▶ _What is expected_: Find each line in the entries below that contains the word "every", and copy those lines in full.

▶ _Materials provided_:
────────────────
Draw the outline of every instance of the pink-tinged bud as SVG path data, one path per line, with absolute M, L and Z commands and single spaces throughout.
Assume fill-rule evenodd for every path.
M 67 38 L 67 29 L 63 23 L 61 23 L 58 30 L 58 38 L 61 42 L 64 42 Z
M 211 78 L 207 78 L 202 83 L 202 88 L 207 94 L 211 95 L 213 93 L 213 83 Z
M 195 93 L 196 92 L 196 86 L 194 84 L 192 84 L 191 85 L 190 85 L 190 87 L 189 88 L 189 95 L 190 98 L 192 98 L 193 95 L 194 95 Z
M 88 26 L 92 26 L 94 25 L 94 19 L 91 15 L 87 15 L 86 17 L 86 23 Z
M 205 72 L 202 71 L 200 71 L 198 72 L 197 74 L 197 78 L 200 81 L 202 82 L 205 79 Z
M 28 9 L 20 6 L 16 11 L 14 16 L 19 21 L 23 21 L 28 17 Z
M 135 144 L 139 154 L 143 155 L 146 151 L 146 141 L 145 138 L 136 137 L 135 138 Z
────────────────
▶ _Full answer_:
Draw the outline of every instance of the pink-tinged bud as SVG path data, one path per line, with absolute M, L and Z commands and single spaces throughout.
Assume fill-rule evenodd for every path.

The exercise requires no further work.